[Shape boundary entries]
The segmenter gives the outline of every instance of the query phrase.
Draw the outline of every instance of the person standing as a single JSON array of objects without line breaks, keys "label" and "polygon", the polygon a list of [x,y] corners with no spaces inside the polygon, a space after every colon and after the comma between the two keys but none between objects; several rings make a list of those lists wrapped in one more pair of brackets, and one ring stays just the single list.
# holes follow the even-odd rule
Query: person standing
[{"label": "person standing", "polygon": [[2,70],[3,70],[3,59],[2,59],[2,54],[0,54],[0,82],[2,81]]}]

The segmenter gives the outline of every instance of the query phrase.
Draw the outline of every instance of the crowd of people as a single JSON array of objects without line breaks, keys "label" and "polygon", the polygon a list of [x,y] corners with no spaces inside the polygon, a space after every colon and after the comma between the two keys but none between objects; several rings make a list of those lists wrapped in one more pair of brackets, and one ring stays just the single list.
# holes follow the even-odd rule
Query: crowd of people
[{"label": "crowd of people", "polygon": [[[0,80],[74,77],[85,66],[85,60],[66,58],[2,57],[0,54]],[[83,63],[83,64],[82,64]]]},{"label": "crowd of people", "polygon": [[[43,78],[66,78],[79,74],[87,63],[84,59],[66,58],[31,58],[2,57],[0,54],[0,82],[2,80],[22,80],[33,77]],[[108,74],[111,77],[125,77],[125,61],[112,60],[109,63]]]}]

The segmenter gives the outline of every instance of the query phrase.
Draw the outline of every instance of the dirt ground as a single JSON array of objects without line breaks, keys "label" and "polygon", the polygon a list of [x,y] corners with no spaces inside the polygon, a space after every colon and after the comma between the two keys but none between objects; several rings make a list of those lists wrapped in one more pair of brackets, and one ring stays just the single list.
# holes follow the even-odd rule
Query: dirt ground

## [Task requirements]
Repeat word for word the lines from the start of the records up to and including the line with "Query: person standing".

## [The result]
The segmenter gives the outline of every instance of the query phrase.
Draw the outline of every instance of the person standing as a single JSON array of objects without line breaks, keys "label" and "polygon", the polygon a list of [x,y] corners with no spaces inside the polygon, a space after every colon and after the comma between the two keys but none between objects; several rings make a list of those lists wrapped in one more pair of brackets, and one ring stays just the single list.
# holes follow the even-odd rule
Query: person standing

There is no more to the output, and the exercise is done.